━━ Pasaje citado ━━

Cuando estas tropas se unieron, decidieron atacar a las tres partidas
protestantes, que estaban marchando por terreno abierto.
Los
oficiales protestantes, dándose cuenta de las intenciones del enemigo, y no
encontrándose a gran distancia entre sí, unieron sus fuerzas a toda prisa, y se
formaron en orden de batalla.
Mientras
tanto, los capitanes Jahier y Laurentio habían asaltado la ciudad de Biqueras,
y quemado todas las casas de fuera, para hacer su aproximación con mayor
facilidad. Pero al no verse apoyados como esperaban por los otros tres
capitanes protestantes, enviaron un mensajero en un veloz caballo, hacia el
terreno abierto, para saber la razón.
El
mensajero volvió pronto, y les dijo que los otros tres capitanes protestantes
no podían apoyarlos en su misión, por cuanto estaban siendo atacados por una
fuerza muy superior en la llanura, y apenas si podían mantenerse en aquel
desigual combate.
Al
saber esto los capitanes Jahier y Laurentio, decidieron dejar el asalto de
Biqueras a toda prisa, para dar ayuda a sus amigos en la llanura. Esta decisión
resultó ser de lo más oportuna, porque justo al llegar al lugar donde los dos
ejércitos estaban librando batalla, las tropas papistas estaban comenzando a
prevalecer, y estaban a punto de rebasar el flanco del ala izquierda, mandada
por el capitán Giavanel. La llegada de estas tropas volvió el fiel de la
balanza del favor de los protestantes, y las fuerzas papistas, aunque luchando
con la más firme intrepidez, fueron totalmente derrotadas. Un gran número
fueron muertos y heridos por ambos bandos, y la impedimenta y pertrechos
militares que los protestantes tomaron fue enorme.
Al
enterarse el capitán Giavanel de que trescientos del enemigo iban a transportar
una gran cantidad de víveres, provisiones, etc., desde La Torre al castillo de
Mirabac, decidieron atacarlos por el camino. Lanzó el ataque, así, desde
Malbee, aunque con una fuerza muy pequeña. La lucha fue larga y sangrienta,
pero los protestantes se vieron al final obligados a desistir, ante la
superioridad numérica del adversario, y a retirarse, lo que hicieron con sumo
orden y con pocas pérdidas.
El
capitán Gianavel, entonces, se dirigió a un puesto avanzado, situado cerca de
la ciudad de Vilario, y envió la siguiente información y órdenes a sus
habitantes:
1.
Que atacaría la ciudad en el plazo de veinticuatro horas.
2.

━━━
━━ Extractos de datos ━━

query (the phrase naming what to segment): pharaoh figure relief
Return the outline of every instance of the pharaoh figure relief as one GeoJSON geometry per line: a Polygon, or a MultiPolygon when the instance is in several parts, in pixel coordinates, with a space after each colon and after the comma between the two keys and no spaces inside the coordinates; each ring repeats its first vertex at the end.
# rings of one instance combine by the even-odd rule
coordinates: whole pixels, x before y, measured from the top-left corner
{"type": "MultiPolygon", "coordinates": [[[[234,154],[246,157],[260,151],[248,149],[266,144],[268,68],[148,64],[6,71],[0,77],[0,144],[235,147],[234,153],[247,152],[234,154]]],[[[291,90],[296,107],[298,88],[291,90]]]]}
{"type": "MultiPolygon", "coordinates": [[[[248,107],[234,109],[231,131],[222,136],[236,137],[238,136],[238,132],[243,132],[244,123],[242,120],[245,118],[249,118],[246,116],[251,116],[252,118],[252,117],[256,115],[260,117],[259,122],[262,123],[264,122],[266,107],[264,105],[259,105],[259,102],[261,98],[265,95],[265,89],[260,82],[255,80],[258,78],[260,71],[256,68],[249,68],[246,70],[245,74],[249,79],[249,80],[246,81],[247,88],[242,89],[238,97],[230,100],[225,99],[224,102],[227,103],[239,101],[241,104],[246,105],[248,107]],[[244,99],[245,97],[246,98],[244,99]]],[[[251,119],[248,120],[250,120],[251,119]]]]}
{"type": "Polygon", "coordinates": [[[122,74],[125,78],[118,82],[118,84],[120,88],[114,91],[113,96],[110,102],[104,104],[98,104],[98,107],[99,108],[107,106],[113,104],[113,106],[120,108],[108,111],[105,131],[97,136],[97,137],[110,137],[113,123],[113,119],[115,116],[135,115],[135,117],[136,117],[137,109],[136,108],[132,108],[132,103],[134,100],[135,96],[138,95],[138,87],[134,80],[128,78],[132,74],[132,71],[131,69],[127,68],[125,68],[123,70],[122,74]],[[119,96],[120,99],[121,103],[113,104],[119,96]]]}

━━━

*Qué se pide*.
Determina si cada afirmación concuerda con el pasaje citado; responde sí o no y cita textualmente las palabras del pasaje que lo deciden. (a) Los capitanes Jahier y Laurentio quemaron las casas de fuera de Biqueras. (b) El mensajero volvió con la noticia de que los otros tres capitanes protestantes vencían sin dificultad en la llanura. (c) Tras el ataque al transporte de víveres, los protestantes se retiraron con muchas pérdidas. Estos datos constituyen un material independiente del pasaje citado.

*Solución desarrollada*.
(a) Sí: «y quemado todas las casas de fuera».
(b) No: «apenas si podían mantenerse en aquel desigual combate».
(c) No: «con sumo orden y con pocas pérdidas».